- _Study text_:
━━━━━━━━━━━━━━━━━━━━━━━━━━━━━━

HUTCHINSON SIGNS law on transgender athletes.
Law allows schools to block transgender female athletes
Gov. Asa Hutchinson signed into law Thursday a bill that will deter schools from allowing transgender athletes to participate in girls’ and women’s sports, making Arkansas the second state to adopt such a measure this year.
The law allows students and schools to take legal action if they are deprived of an athletic opportunity or otherwise harmed as a result of a kindergarten-through-12th-grade school or higher-education institution not maintaining separate teams for female students.
Proponents of Senate Bill 354 said it establishes a fair playing field in female sports, arguing that athletes assigned the male gender at birth have inherent physiological advantages over girls and women. Transgender advocates say the law seeks to address a nonexistent problem, as the bills’ sponsors acknowledge that there have been no verified instances of a transgender girl or woman participating in school sports in Arkansas, and is damaging to an already-marginalized segment of young people. In announcing his decision to sign the bill, Hutchinson said he had “studied the law and heard from hundreds of constituents on this issue.”
“I signed the law as a fan of women’s sports from basketball to soccer and including many others in which women compete successfully. This law simply says that female athletes should not have to compete in a sport against a student of the male sex when the sport is designed for women’s competition,” the Republican governor said in a statement Thursday evening.
Had Hutchinson vetoed the bill, the majority-Republican Legislature could have overridden the veto with a simple majority vote. The House sent the bill to the governor on a 75-18 vote that was along party lines, and the Senate had approved the bill 28-7.

━━━━━━━━━━━━━━━━━━━━━━━━━━━━━━

- _Task item 1_:
In the article on the Arkansas transgender athletes law, write out the passage that begins at the words "HUTCHINSON SIGNS law" and stops after "for female students.".
- _Task item 2_:
Answer these from the article on the Arkansas transgender athletes law:
(a) What is the number of the Senate bill the governor signed?
(b) On what day of the week did he sign it into law?
(c) What was the House vote that sent the bill to the governor?
- _Task item 3_:
Carry on the news article about the Arkansas transgender athletes law from the point where it stops.

[Stored data entries]
━━━━━━━━━━━━━━━━━━━━━━━━━━━━━━

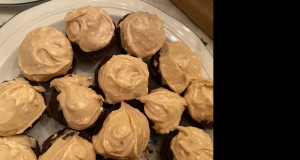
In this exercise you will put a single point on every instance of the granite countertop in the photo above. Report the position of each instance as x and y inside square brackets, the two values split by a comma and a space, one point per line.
[7, 12]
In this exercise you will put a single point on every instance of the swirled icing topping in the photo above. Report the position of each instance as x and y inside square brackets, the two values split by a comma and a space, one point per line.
[191, 143]
[199, 98]
[142, 34]
[90, 27]
[124, 135]
[80, 105]
[123, 77]
[178, 65]
[44, 54]
[70, 146]
[164, 108]
[17, 148]
[21, 105]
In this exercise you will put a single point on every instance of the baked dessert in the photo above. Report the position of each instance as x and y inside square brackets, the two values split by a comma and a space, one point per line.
[187, 143]
[68, 144]
[164, 108]
[91, 32]
[19, 147]
[45, 53]
[21, 106]
[122, 77]
[175, 65]
[141, 34]
[124, 135]
[76, 105]
[199, 98]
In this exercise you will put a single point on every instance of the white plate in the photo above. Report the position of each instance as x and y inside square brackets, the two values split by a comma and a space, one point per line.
[52, 13]
[17, 2]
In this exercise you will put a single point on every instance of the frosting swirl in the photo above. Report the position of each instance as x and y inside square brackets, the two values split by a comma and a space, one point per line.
[191, 143]
[142, 34]
[178, 65]
[90, 27]
[21, 105]
[17, 148]
[44, 54]
[80, 105]
[70, 146]
[199, 98]
[124, 135]
[123, 77]
[164, 108]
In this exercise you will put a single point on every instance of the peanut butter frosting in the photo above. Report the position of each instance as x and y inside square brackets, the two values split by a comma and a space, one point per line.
[21, 105]
[142, 34]
[123, 77]
[124, 135]
[44, 54]
[178, 65]
[80, 105]
[90, 27]
[164, 108]
[70, 146]
[17, 148]
[191, 143]
[199, 98]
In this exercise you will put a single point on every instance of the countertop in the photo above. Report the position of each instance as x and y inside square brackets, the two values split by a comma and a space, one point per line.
[7, 12]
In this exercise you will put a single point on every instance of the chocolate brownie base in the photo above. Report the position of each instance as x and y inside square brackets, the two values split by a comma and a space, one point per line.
[165, 152]
[94, 55]
[202, 125]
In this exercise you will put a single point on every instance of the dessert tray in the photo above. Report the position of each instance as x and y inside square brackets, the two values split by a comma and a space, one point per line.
[52, 13]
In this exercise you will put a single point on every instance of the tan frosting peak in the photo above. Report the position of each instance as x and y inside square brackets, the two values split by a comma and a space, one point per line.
[123, 77]
[45, 53]
[21, 105]
[72, 147]
[191, 143]
[124, 135]
[178, 65]
[142, 34]
[199, 98]
[17, 148]
[90, 27]
[81, 105]
[164, 108]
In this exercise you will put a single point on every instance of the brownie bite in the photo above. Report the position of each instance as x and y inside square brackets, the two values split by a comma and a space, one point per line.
[73, 103]
[21, 107]
[195, 143]
[175, 65]
[140, 34]
[199, 98]
[26, 146]
[121, 78]
[45, 53]
[91, 32]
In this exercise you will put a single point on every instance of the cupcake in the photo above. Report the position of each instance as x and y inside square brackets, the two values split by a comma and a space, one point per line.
[122, 77]
[175, 65]
[19, 147]
[187, 143]
[124, 135]
[199, 98]
[21, 106]
[73, 103]
[68, 144]
[45, 53]
[91, 32]
[141, 34]
[164, 108]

━━━━━━━━━━━━━━━━━━━━━━━━━━━━━━

- _Answer 1_:
HUTCHINSON SIGNS law on transgender athletes.
Law allows schools to block transgender female athletes
Gov. Asa Hutchinson signed into law Thursday a bill that will deter schools from allowing transgender athletes to participate in girls’ and women’s sports, making Arkansas the second state to adopt such a measure this year.
The law allows students and schools to take legal action if they are deprived of an athletic opportunity or otherwise harmed as a result of a kindergarten-through-12th-grade school or higher-education institution not maintaining separate teams for female students.

- _Answer 2_:
(a) Senate Bill 354
(b) Thursday
(c) 75-18

- _Answer 3_:
The governor also could have allowed the bill to become law without his signature.
The sponsor of the bill, Sen. Missy Irvin, R-Mountain View, said on Twitter that she was proud to see that Hutchinson had signed it.
“This is about women/ girls and the protection of fair competition and opportunities in athletics we’ve fought for under Title IX for nearly
50 years,” Irvin said.
Earlier this week, South Dakota Gov. Kristi Noem, also a Republican, angered many conservatives when she issued a partial veto of the transgender sports ban the state Legislature there recently passed.
Noem’s markup of the bill would limit the ban on transgender women from participating in female sports to elementary and high schools, excluding college athletics, The Associated Press reported. The move was meant to placate business groups and others who didn’t want to see the NCAA pull tournaments from South Dakota, according to the AP.
Civil-rights organizations including the American Civil Liberties Union of Arkansas and the national Human Rights Campaign said Thursday that the Arkansas legislation discriminates against transgender young people and will set the state up for economic trouble and a damaged reputation.
“This law is a discriminatory and shameful attempt by politicians to stigmatize and exclude transgender teens,” said Holly Dickson, executive director of the ACLU of Arkansas, adding that the organization “will continue to fight in solidarity with our transgender community and all those battling this onslaught of discriminatory legislation.”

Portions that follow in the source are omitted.